WORK TO COMPLETE
Without the pictures, repeat all of the data exactly as it appears below.

DATASET EXTRACT
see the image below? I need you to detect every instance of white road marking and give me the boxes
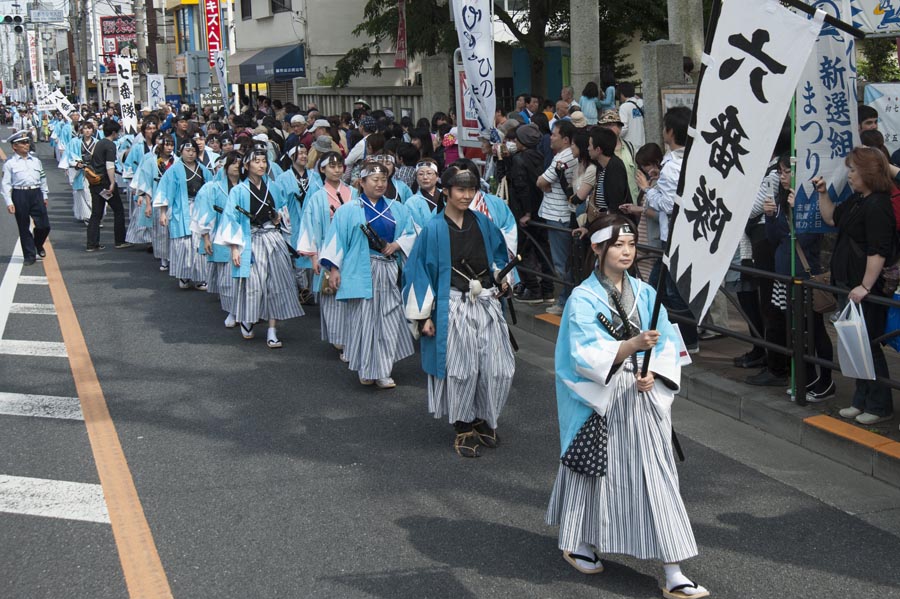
[9,303,57,315]
[0,339,68,357]
[0,474,110,524]
[0,240,24,337]
[0,392,83,420]
[18,275,48,285]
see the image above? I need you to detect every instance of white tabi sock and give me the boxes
[267,327,278,342]
[224,313,236,327]
[664,564,707,595]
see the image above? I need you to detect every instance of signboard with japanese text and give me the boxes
[793,0,857,234]
[661,87,696,112]
[147,74,165,109]
[451,0,495,141]
[851,0,900,35]
[26,31,39,85]
[34,81,51,111]
[100,16,136,73]
[203,0,222,69]
[864,83,900,158]
[454,53,482,148]
[114,56,138,135]
[666,0,823,320]
[48,89,75,121]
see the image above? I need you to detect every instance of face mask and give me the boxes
[505,141,518,154]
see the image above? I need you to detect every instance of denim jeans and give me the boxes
[544,218,573,305]
[649,257,698,347]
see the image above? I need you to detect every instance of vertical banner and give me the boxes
[204,0,222,69]
[213,51,230,113]
[451,0,496,140]
[865,83,900,157]
[34,81,53,111]
[794,0,858,234]
[26,31,39,86]
[666,0,823,320]
[48,90,75,121]
[850,0,900,34]
[115,57,138,135]
[395,0,408,69]
[147,74,165,110]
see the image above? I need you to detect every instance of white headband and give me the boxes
[590,224,634,245]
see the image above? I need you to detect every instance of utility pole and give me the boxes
[133,0,146,103]
[79,0,89,103]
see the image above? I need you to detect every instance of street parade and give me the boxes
[3,1,900,598]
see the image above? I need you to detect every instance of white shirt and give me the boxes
[344,133,370,169]
[2,153,49,206]
[619,97,645,148]
[643,147,684,243]
[538,147,578,222]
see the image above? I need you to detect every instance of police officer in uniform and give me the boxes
[2,130,50,265]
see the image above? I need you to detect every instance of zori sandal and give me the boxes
[563,550,604,574]
[662,582,709,599]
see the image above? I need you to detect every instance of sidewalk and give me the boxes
[512,299,900,490]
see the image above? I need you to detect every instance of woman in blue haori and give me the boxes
[215,144,304,348]
[402,166,515,458]
[154,139,214,290]
[134,133,176,270]
[371,151,413,203]
[65,120,95,224]
[404,158,443,231]
[296,151,356,359]
[193,151,242,328]
[124,120,159,244]
[546,214,707,599]
[274,144,318,294]
[192,130,220,170]
[320,160,416,388]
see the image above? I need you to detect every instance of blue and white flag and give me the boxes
[451,0,495,140]
[851,0,900,34]
[794,0,858,234]
[667,0,824,320]
[147,73,165,110]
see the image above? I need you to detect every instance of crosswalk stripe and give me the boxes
[9,303,57,315]
[0,339,68,357]
[0,241,24,337]
[0,474,110,524]
[0,392,83,420]
[18,275,49,285]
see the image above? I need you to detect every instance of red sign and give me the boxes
[99,16,136,72]
[394,0,407,69]
[204,0,222,69]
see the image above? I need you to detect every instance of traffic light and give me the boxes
[2,16,24,33]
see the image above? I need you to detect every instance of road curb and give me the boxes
[513,312,900,490]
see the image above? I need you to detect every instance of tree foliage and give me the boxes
[857,37,900,82]
[332,0,668,91]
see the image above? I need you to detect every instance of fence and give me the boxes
[513,219,900,408]
[293,85,424,120]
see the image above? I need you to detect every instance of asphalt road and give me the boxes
[1,142,900,599]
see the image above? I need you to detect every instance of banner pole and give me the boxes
[789,95,798,400]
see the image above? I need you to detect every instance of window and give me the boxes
[241,0,252,20]
[271,0,290,14]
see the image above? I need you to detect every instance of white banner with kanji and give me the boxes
[666,0,824,320]
[451,0,495,139]
[114,56,138,135]
[794,0,858,234]
[213,51,230,114]
[48,89,75,121]
[851,0,900,35]
[147,74,165,109]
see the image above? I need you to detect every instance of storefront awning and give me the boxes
[238,45,306,84]
[225,50,261,85]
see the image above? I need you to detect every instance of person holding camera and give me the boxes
[86,121,129,251]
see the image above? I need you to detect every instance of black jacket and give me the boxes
[508,147,545,220]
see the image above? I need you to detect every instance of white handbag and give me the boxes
[834,302,876,380]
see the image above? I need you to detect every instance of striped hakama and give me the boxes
[343,255,414,380]
[169,232,207,282]
[427,289,515,429]
[152,207,170,260]
[231,227,304,323]
[319,291,347,346]
[125,193,153,244]
[207,261,235,313]
[546,362,698,563]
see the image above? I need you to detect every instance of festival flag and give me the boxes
[851,0,900,34]
[114,56,138,135]
[794,0,858,234]
[213,51,231,114]
[666,0,824,320]
[451,0,495,139]
[147,74,165,110]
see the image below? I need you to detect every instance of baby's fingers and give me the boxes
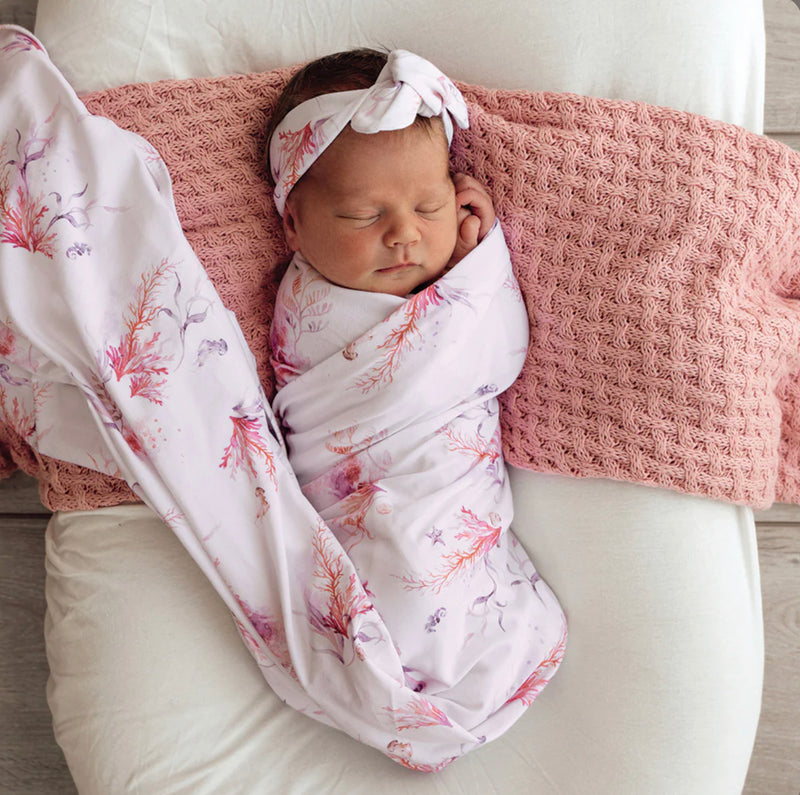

TASK OUTPUT
see the image below? I need you to detect every instance of white road marking and give me the boxes
[9,303,57,315]
[0,339,68,357]
[0,474,110,524]
[0,240,24,337]
[0,392,83,420]
[18,275,48,285]
see the image above? I need you to detect every instance of white tabi sock and give me the boxes
[267,327,278,342]
[224,313,236,327]
[664,564,707,595]
see the image above? I need you to detect every instance of signboard with japanese text and give me the boxes
[793,0,857,234]
[661,87,696,112]
[147,74,165,109]
[451,0,495,141]
[851,0,900,35]
[26,31,39,85]
[34,81,51,111]
[100,16,136,73]
[203,0,222,69]
[864,83,900,158]
[454,53,482,148]
[114,56,138,135]
[666,0,823,320]
[48,89,75,121]
see the image above? I need you to detect every instance of face mask and give me the boxes
[505,141,518,154]
see the image above? I need you to detect every instance of denim jeans and give me the boxes
[544,218,573,305]
[649,257,698,347]
see the image above? I need you to detect every instance of vertical banner and give me the boxes
[204,0,222,69]
[213,51,230,113]
[451,0,496,140]
[865,83,900,157]
[34,81,53,111]
[794,0,858,234]
[26,31,39,86]
[666,0,823,320]
[48,90,75,121]
[850,0,900,34]
[115,57,138,135]
[395,0,408,69]
[147,74,165,110]
see the image above? I need you to detect every instance of white headband and give me the boxes
[590,224,634,245]
see the image above? I need you to detect every instance of utility pole and give me the boxes
[133,0,146,103]
[79,0,89,103]
see the image above? I need you to detect every instance of street parade and give me the boxes
[3,1,900,598]
see the image above? I need you to detect every instance of white shirt and give me the boxes
[344,133,370,169]
[2,153,49,206]
[619,97,645,148]
[643,147,684,243]
[538,147,578,222]
see the image above? I need you to detect every instance of police officer in uniform and give me the boxes
[2,130,50,265]
see the image above? I need you to detect every instance of zori sandal and give me the boxes
[563,550,604,574]
[662,582,709,599]
see the image above? I need you to detect every instance of sidewalk and give me the boxes
[512,299,900,490]
see the image above? I need you to detect every instance of woman in blue haori and give me the boxes
[215,144,304,348]
[402,166,515,458]
[154,139,214,290]
[134,133,176,270]
[371,151,413,203]
[65,120,95,224]
[404,158,443,231]
[296,151,356,359]
[193,151,242,328]
[124,120,159,244]
[546,214,707,599]
[274,144,318,294]
[192,130,220,170]
[320,160,416,388]
see the image above? I need you to detect every instance of blue and white flag and give me the boxes
[451,0,495,140]
[851,0,900,34]
[794,0,858,234]
[667,0,824,320]
[147,73,165,110]
see the image above? I need you to detect every instance of crosswalk stripe and give me the boxes
[9,303,57,315]
[0,339,68,357]
[0,241,24,337]
[0,474,110,524]
[0,392,83,420]
[18,275,49,285]
see the image above? I need you to detect every instance of red sign and give me the boxes
[99,16,136,72]
[394,0,407,69]
[204,0,222,69]
see the image above? I need you to detect every instance of traffic light and give me the boxes
[2,16,24,33]
see the image above? I need you to detect every instance of road curb and give me the boxes
[513,312,900,490]
see the image above? I need you to detect every instance of tree foliage and give me the boxes
[857,37,900,82]
[332,0,668,91]
see the image above? I need you to detect every instance of fence and give me the boxes
[513,219,900,408]
[293,85,424,120]
see the image above? I need you to detect every instance of asphalt road and give me the boxes
[1,142,900,599]
see the image above? I need you to detect every instance of banner pole and give me the boxes
[789,95,798,400]
see the image above? I need you to detect every instance of window and give me the boxes
[241,0,252,20]
[271,0,290,14]
see the image above? I need you to detect every instance of white banner with kanji and give me the boxes
[666,0,824,320]
[451,0,495,139]
[114,56,138,135]
[794,0,858,234]
[213,51,230,114]
[48,89,75,121]
[851,0,900,35]
[147,74,165,109]
see the image above? I need you to detect every instance of storefront awning and give me the boxes
[238,45,306,84]
[225,50,261,85]
see the image above? I need you to detect every instance of person holding camera and give me the boxes
[86,121,129,251]
see the image above? I need you to detect every instance of black jacket and give me the boxes
[508,147,545,220]
see the image above? I need you to detect every instance of white handbag and give me the boxes
[834,302,876,380]
see the image above? I need you to detect every instance of striped hakama and give me the boxes
[343,255,414,380]
[169,232,207,282]
[427,289,515,429]
[152,207,170,260]
[231,227,304,323]
[319,291,347,346]
[125,193,153,244]
[207,261,235,313]
[546,362,698,563]
see the image above? I need you to detect every instance of festival flag and give me the boxes
[851,0,900,34]
[114,56,138,135]
[794,0,858,234]
[213,51,231,114]
[666,0,824,320]
[451,0,495,139]
[147,74,165,110]
see the image below? I need you to detect every instance of baby's fingers and give me the boxes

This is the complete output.